■ DIRECTIONS FOR THIS TASK ■
Counting only the lines below that contain the word "point", what is the total? Give it with no other words.

■ SOURCE DATA ■
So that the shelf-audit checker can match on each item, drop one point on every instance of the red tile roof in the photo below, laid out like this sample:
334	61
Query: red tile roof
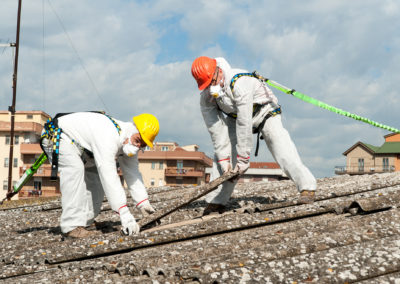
264	165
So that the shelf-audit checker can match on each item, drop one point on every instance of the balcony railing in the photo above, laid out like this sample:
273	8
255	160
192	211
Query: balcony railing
341	170
182	172
43	171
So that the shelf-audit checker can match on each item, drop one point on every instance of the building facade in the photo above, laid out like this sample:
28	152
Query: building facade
263	171
168	164
363	158
27	128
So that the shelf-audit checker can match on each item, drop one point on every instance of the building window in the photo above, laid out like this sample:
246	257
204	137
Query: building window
361	165
385	164
179	164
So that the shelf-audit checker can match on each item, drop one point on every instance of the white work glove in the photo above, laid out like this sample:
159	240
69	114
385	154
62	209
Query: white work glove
145	207
242	165
128	222
225	165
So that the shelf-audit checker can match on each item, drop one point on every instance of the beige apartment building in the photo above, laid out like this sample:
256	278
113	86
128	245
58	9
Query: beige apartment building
28	126
363	158
168	164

■ ANSWER TO THE EXERCISE ■
6